Sources confirm that a massive leak of the National Eligibility cum Entrance Test (NEET) has sent shockwaves through India’s medical education system, triggering a security crackdown and raising concerns in London over the integrity of student visas. The breach, which involved the circulation of the question paper hours before the exam, has left thousands of aspiring doctors in limbo and prompted an investigation by India’s Central Bureau of Investigation (CBI).
Documents uncovered by this newsroom show that the leaked papers were shared via encrypted messaging apps and sold for sums reaching hundreds of thousands of rupees. The scale of the leak is staggering: over 200 candidates have been arrested so far, but the true number of beneficiaries could run into the thousands. The CBI has confirmed that the leak originated from a network of exam centre officials and middlemen, with at least three major coaching institutes implicated in the racket.
But the fallout isn’t confined to India. The UK’s Home Office is now reviewing visa applications from Indian students who sat the exam this year, with a particular focus on those seeking UK medical places. Whitehall sources confirm that the British High Commission in New Delhi has been instructed to flag any applications linked to the leaked exam. “We cannot have foreign students benefiting from fraud and then coming here,” a senior Home Office official said. “This undermines the integrity of our visa system.”
The timing is brutal. India supplies the largest number of international students to the UK after China, and medical students form a significant chunk. The leak threatens to destabilise a system already grappling with post-Brexit skills shortages. The Medical Council of India has already voided the exam for students in 10 cities, and a retest is planned for next month. But the damage may be permanent.

— Data supplied —

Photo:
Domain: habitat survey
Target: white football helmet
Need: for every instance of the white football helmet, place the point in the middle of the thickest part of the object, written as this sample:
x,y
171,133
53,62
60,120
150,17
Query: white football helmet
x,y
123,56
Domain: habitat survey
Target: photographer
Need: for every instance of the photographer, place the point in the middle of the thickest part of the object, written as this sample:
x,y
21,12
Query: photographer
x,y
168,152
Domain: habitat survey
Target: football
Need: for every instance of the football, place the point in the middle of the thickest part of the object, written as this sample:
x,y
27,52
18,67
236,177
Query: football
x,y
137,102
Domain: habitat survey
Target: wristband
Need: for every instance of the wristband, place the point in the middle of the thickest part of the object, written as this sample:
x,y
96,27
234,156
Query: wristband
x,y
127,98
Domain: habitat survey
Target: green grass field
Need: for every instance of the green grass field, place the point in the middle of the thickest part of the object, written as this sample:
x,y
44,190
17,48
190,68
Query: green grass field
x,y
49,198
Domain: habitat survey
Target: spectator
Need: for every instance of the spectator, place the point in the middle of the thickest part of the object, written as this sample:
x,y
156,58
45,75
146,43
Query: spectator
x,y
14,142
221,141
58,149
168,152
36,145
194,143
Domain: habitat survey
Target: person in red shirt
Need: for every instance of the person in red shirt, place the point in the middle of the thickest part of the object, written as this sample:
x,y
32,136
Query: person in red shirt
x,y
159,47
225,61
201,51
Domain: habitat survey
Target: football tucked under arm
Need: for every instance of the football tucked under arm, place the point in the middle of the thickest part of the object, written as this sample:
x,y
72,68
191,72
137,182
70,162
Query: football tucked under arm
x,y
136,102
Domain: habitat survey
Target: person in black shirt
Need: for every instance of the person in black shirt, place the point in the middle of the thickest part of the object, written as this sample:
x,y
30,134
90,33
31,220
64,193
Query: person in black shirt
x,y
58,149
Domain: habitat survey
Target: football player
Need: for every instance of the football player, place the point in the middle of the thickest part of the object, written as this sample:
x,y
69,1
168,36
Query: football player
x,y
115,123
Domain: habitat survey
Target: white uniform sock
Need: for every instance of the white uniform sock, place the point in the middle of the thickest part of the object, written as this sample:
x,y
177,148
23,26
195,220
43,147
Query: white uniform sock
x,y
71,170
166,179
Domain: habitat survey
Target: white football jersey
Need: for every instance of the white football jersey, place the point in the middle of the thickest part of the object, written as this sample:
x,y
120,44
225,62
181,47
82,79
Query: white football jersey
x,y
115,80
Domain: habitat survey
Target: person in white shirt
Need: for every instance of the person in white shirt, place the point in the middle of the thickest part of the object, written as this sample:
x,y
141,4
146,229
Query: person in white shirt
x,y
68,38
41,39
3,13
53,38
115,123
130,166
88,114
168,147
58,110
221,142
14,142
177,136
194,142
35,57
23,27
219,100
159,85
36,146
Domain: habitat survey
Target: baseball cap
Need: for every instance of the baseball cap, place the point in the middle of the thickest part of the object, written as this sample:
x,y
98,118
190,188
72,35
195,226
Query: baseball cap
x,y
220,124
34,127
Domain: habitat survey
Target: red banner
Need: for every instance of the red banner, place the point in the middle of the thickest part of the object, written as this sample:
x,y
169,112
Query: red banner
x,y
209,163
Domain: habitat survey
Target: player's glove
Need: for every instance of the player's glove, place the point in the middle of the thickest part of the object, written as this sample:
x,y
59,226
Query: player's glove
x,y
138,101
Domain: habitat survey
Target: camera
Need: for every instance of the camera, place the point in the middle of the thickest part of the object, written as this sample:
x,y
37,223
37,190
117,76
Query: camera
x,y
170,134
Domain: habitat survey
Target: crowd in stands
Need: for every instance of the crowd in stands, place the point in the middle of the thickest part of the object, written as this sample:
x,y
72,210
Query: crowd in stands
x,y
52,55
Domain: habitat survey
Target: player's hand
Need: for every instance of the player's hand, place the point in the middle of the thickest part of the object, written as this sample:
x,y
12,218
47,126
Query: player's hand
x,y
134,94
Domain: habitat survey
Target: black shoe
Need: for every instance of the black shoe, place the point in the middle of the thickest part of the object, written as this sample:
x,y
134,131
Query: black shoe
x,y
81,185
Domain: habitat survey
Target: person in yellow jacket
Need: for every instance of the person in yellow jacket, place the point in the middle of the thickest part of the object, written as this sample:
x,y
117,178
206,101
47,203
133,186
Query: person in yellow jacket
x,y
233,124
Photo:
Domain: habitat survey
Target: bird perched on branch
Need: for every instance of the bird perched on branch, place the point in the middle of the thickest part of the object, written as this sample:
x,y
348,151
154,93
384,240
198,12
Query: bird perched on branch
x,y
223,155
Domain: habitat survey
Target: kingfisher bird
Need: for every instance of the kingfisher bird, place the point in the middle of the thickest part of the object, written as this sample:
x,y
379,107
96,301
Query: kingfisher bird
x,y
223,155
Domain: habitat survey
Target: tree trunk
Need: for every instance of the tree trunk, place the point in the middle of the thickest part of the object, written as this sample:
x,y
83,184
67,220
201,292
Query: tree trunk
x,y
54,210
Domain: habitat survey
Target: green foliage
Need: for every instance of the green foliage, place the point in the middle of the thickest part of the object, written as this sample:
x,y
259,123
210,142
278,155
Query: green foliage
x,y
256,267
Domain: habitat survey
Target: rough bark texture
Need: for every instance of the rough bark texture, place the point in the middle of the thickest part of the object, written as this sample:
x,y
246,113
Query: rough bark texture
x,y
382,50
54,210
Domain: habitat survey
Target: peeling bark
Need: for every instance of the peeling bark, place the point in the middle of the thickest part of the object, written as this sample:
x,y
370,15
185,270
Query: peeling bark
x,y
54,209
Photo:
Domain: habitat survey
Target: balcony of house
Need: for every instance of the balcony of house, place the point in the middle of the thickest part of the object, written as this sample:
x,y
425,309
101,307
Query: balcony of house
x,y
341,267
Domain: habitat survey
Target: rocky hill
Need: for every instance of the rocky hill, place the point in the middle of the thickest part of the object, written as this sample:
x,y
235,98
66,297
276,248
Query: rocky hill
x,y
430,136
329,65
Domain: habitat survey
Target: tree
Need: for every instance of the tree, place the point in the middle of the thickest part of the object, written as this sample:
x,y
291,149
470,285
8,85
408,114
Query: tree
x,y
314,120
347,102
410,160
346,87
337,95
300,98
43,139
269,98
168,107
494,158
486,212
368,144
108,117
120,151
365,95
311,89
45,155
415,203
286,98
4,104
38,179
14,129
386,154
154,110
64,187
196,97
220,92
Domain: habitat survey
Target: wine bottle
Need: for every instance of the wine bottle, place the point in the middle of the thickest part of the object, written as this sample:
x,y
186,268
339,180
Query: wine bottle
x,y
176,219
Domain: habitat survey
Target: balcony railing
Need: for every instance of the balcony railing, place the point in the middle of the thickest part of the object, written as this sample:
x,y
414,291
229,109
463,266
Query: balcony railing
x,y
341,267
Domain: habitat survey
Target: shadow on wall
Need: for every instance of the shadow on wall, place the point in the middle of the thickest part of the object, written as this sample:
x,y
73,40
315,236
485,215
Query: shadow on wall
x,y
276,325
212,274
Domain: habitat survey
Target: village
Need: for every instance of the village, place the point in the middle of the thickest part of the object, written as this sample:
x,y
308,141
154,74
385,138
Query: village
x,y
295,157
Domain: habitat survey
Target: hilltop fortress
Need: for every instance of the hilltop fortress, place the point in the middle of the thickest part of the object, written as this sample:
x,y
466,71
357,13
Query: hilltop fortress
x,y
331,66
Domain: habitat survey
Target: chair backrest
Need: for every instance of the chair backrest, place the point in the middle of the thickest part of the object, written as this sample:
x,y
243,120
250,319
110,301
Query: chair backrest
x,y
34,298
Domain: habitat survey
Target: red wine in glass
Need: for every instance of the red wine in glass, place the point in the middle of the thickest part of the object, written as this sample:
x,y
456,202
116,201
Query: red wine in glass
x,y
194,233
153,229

— Work to complete —
• a. Please list every country named in the NEET leak article.
• b. According to the NEET leak article, how many candidates have been arrested so far?
• c. Using the NEET leak article, explain why the UK's Home Office is reviewing visa applications from Indian students who sat the exam this year.

— Solved tasks —
• a. India, the UK, China

• b. Over 200 candidates.

• c. A senior Home Office official said foreign students cannot be allowed to benefit from fraud and then come to the UK. The official said this undermines the integrity of the UK's visa system.